List every line in the records below that contains the word "rocky", copying each one in full.

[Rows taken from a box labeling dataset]

- - - - - - -

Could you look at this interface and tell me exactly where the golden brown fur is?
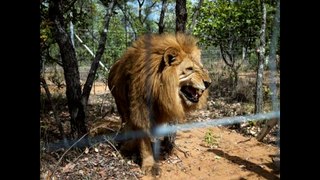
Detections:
[108,33,211,176]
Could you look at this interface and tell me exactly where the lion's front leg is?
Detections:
[140,137,160,176]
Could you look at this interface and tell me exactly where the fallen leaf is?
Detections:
[84,147,89,154]
[62,163,76,173]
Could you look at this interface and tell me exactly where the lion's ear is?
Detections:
[163,47,178,66]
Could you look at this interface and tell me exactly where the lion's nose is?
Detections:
[203,81,211,89]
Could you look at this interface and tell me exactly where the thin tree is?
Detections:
[81,0,116,107]
[255,0,267,113]
[49,0,116,137]
[49,0,87,136]
[158,0,168,34]
[189,0,203,32]
[257,0,280,141]
[176,0,188,32]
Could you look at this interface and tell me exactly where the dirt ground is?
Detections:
[40,83,280,180]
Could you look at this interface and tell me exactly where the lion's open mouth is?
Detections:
[180,86,203,103]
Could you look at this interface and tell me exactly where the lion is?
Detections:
[108,33,211,175]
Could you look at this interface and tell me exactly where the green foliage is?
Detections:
[194,0,260,53]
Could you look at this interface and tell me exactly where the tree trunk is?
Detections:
[158,0,168,34]
[257,0,280,141]
[255,0,267,114]
[49,1,87,137]
[189,0,203,33]
[176,0,188,32]
[40,77,67,142]
[81,0,115,107]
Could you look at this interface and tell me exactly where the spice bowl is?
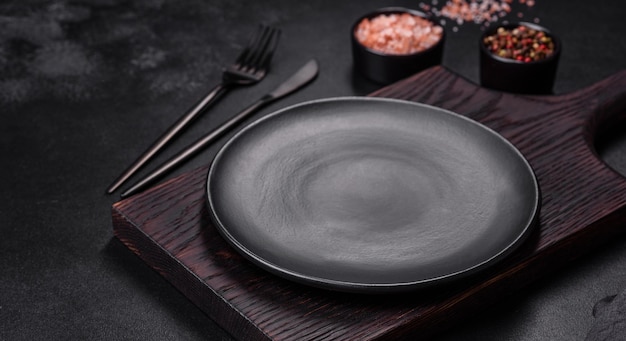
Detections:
[350,7,445,84]
[479,22,561,94]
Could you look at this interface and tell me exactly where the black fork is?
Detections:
[107,25,280,194]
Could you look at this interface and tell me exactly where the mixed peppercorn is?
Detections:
[483,25,554,63]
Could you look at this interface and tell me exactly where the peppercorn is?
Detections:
[483,25,554,63]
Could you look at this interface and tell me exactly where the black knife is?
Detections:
[121,59,319,198]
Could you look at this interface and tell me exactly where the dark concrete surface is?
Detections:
[0,0,626,340]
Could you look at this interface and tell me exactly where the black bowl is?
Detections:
[479,22,561,94]
[350,7,445,84]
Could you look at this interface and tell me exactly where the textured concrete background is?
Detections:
[0,0,626,340]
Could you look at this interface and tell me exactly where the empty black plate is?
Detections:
[207,97,540,292]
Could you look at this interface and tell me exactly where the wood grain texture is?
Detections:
[112,67,626,340]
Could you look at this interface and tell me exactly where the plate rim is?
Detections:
[204,96,541,293]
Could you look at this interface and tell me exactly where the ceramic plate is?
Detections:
[207,97,540,292]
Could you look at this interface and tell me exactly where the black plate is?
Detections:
[207,97,540,292]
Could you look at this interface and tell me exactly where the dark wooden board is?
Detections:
[112,67,626,340]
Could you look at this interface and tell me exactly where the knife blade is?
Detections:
[121,59,319,198]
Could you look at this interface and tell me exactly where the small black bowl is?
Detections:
[479,22,561,94]
[350,7,445,84]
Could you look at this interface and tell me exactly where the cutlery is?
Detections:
[121,59,319,198]
[107,25,280,194]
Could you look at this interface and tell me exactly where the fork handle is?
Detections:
[107,83,229,194]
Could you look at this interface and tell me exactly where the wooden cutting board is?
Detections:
[112,67,626,340]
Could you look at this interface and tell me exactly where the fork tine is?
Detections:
[256,29,280,71]
[235,25,265,67]
[242,27,280,72]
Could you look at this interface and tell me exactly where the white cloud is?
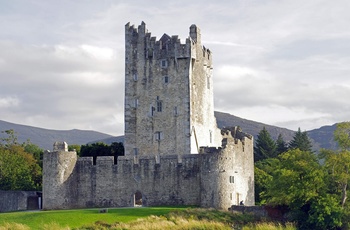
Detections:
[0,0,350,137]
[0,96,20,109]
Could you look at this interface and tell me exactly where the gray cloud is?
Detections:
[0,0,350,135]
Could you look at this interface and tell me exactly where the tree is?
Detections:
[254,127,277,162]
[262,148,343,229]
[0,130,42,190]
[276,134,288,155]
[288,128,312,152]
[254,158,280,204]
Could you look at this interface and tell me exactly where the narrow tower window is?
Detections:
[174,106,179,117]
[157,96,163,112]
[160,59,168,68]
[164,76,169,84]
[154,132,163,141]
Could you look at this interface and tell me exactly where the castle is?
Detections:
[43,22,254,210]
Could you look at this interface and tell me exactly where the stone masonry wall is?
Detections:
[124,22,220,156]
[43,135,254,210]
[0,191,39,212]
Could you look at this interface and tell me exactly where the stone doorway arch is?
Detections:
[134,191,142,207]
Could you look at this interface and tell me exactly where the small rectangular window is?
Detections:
[174,106,179,116]
[154,132,163,141]
[150,106,156,117]
[160,59,168,68]
[230,176,235,184]
[132,99,139,108]
[157,101,163,112]
[164,76,169,84]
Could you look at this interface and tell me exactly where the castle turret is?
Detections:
[43,142,77,209]
[124,22,221,157]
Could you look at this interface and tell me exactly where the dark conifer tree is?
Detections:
[254,127,277,162]
[276,134,288,155]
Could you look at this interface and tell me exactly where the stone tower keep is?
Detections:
[124,22,221,156]
[43,22,254,210]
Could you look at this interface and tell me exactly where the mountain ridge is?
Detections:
[0,111,337,151]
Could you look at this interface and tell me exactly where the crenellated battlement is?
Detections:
[43,22,254,210]
[125,22,212,67]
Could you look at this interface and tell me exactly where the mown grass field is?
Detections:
[0,207,296,230]
[0,207,187,229]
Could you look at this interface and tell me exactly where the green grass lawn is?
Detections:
[0,207,188,229]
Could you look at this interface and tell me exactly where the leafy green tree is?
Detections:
[254,158,280,205]
[0,130,42,190]
[262,148,343,229]
[288,128,312,152]
[254,127,277,162]
[266,149,325,209]
[276,134,288,155]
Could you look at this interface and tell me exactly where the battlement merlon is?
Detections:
[125,21,212,64]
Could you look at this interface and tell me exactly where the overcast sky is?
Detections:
[0,0,350,135]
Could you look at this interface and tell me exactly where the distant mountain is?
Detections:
[0,111,336,151]
[215,111,337,152]
[0,120,113,150]
[215,111,295,142]
[307,124,337,150]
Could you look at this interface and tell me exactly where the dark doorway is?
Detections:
[134,191,142,207]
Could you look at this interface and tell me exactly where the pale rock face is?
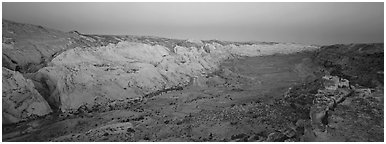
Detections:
[2,67,51,124]
[35,41,318,111]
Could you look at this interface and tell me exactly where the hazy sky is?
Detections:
[3,2,384,44]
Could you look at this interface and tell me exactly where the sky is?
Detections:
[2,2,384,45]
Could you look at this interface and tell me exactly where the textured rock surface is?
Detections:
[2,67,51,124]
[33,42,317,111]
[315,44,384,88]
[3,21,384,142]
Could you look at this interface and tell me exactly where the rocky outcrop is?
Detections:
[315,43,384,88]
[2,67,51,124]
[32,41,317,111]
[285,76,383,141]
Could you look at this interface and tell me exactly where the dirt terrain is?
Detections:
[2,20,384,142]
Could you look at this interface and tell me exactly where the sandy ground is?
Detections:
[3,53,376,141]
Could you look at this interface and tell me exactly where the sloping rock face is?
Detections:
[33,41,317,111]
[2,67,51,124]
[285,76,384,142]
[315,44,384,88]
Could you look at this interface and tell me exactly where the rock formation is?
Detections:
[2,67,51,124]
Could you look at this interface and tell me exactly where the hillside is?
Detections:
[2,20,383,141]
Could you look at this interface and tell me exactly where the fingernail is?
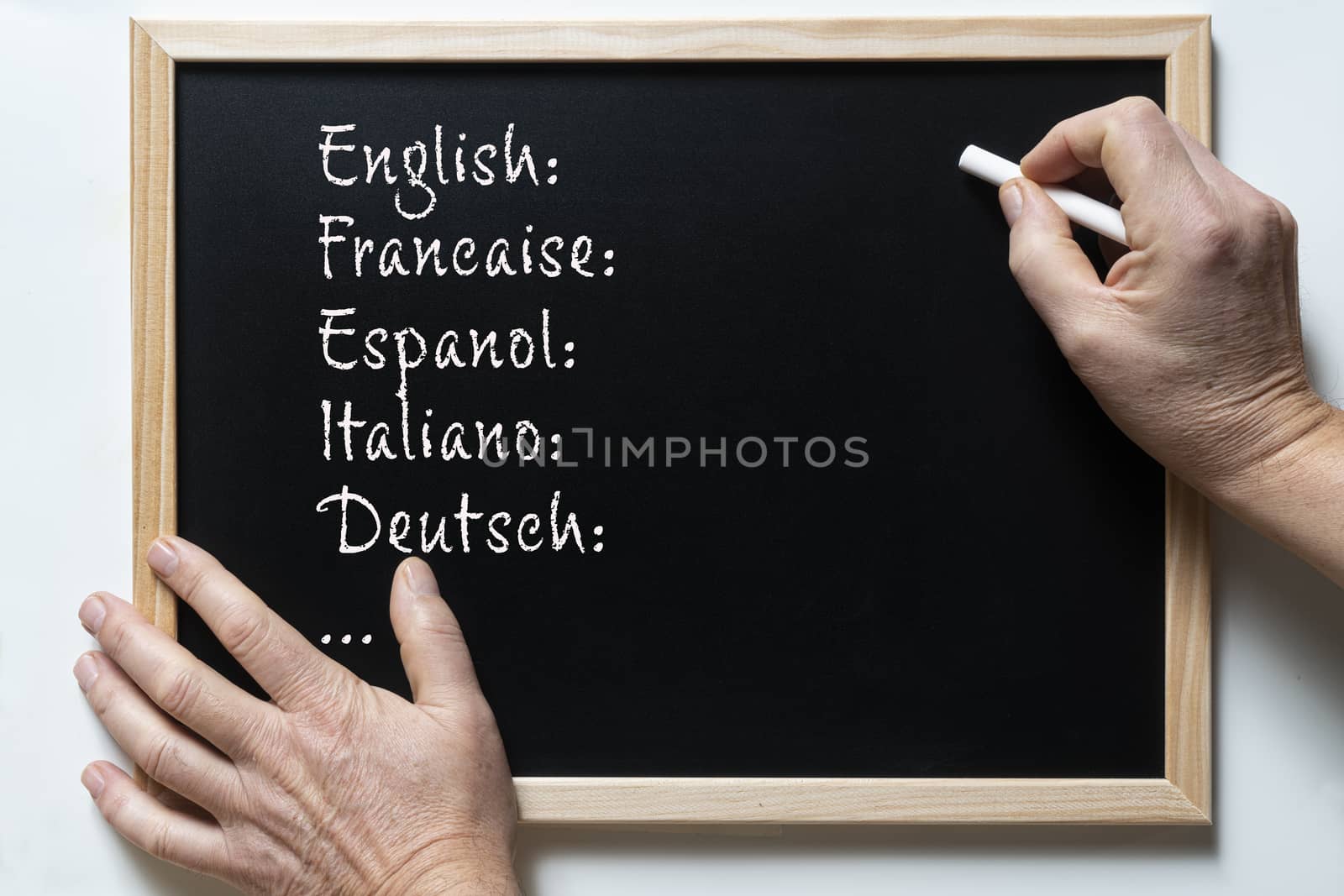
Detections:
[79,594,108,636]
[146,538,177,576]
[999,181,1021,227]
[76,652,98,693]
[79,766,106,799]
[406,558,438,595]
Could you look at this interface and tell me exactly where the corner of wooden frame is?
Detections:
[130,18,177,636]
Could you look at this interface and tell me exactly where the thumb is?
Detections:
[391,558,479,706]
[999,177,1105,338]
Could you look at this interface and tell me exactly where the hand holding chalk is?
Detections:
[957,144,1129,246]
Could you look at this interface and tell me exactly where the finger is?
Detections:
[79,591,274,757]
[999,179,1104,338]
[1021,97,1207,238]
[1067,168,1116,204]
[146,536,345,708]
[1172,121,1231,190]
[79,762,227,876]
[74,650,238,810]
[391,558,479,706]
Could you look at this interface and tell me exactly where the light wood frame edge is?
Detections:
[130,16,1212,825]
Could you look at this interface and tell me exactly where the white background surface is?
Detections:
[0,0,1344,896]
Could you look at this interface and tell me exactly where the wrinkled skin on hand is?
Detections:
[76,537,519,896]
[1000,99,1333,498]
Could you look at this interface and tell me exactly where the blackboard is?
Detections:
[136,15,1220,827]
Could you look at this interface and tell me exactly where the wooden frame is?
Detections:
[130,16,1212,825]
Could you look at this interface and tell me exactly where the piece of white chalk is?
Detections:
[957,145,1129,246]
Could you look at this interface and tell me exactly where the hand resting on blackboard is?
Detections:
[76,537,519,896]
[999,98,1344,584]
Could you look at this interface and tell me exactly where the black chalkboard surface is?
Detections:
[175,59,1164,778]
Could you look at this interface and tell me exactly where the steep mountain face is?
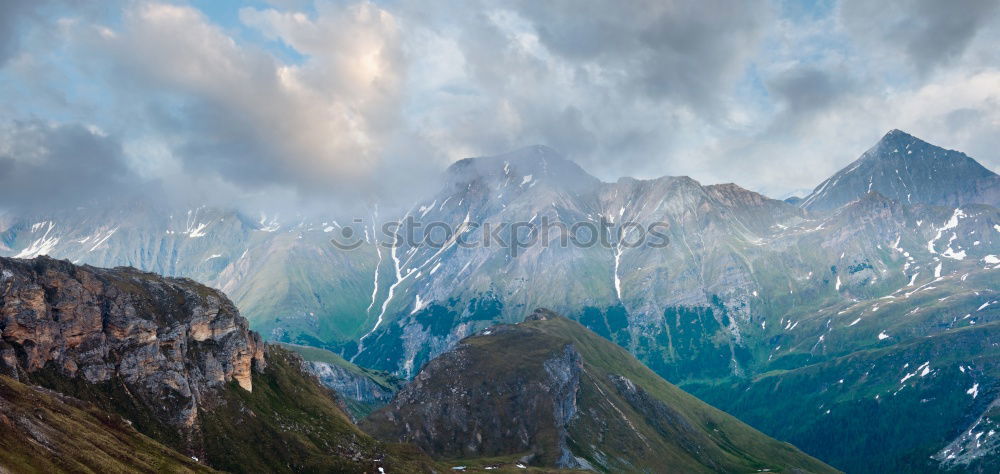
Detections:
[282,344,406,420]
[0,132,1000,467]
[345,147,806,375]
[0,257,264,452]
[0,257,429,472]
[799,130,1000,211]
[0,200,376,342]
[363,310,833,472]
[0,375,215,473]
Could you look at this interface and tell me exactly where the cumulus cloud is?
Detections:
[0,0,1000,209]
[0,121,138,208]
[94,3,399,196]
[840,0,1000,72]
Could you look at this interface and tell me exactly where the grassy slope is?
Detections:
[525,318,832,472]
[0,376,211,473]
[363,317,833,472]
[688,323,1000,472]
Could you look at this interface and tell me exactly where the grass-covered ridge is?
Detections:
[362,311,834,472]
[688,323,1000,473]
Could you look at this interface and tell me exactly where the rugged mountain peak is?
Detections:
[447,145,600,191]
[799,130,1000,211]
[362,309,832,472]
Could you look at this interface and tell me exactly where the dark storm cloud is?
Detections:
[841,0,1000,72]
[0,121,138,208]
[508,0,768,107]
[761,65,856,130]
[0,0,33,67]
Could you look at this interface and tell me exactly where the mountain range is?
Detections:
[0,257,834,473]
[0,130,1000,472]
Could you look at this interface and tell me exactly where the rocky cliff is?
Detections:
[0,257,438,472]
[0,257,264,448]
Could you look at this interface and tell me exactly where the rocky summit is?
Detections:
[362,310,835,472]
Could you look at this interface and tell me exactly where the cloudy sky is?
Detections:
[0,0,1000,209]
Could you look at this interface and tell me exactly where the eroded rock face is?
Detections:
[0,257,264,439]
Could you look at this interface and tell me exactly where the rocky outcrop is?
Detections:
[0,257,264,450]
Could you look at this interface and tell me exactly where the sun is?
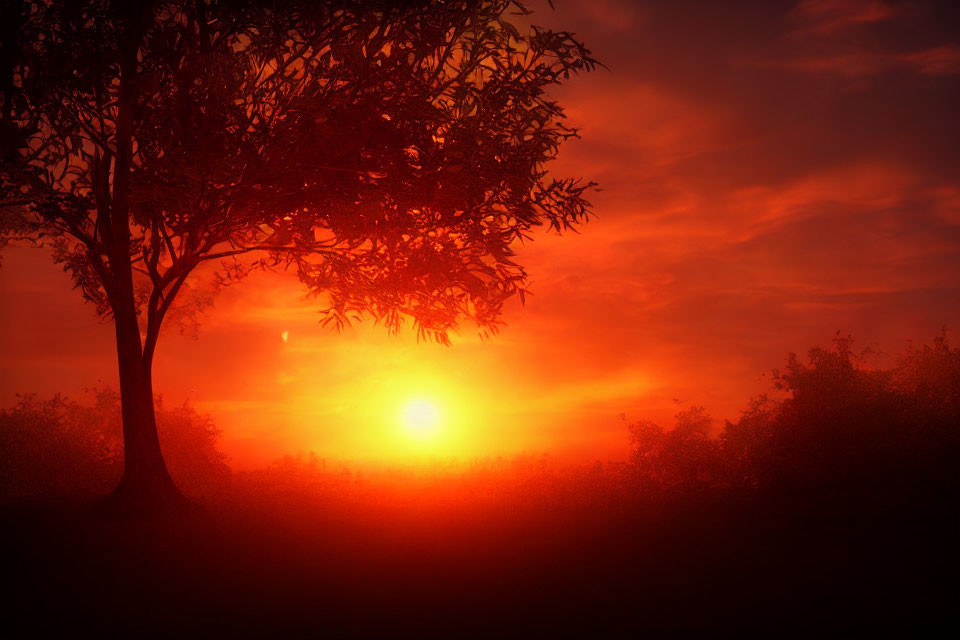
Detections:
[403,400,440,438]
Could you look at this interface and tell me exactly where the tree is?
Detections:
[0,0,596,510]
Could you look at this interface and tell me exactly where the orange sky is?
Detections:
[0,0,960,468]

- - - - - - -

▶ [Solved problem]:
Could you look at this interface and tell me exactly where the rocky outcrop is?
Could you look at this interface and tell me exactly where the rocky cliff is?
Could you look at this interface and tell me exactly where the rocky summit is?
Could you look at this interface and tell me exactly where the rocky outcrop is?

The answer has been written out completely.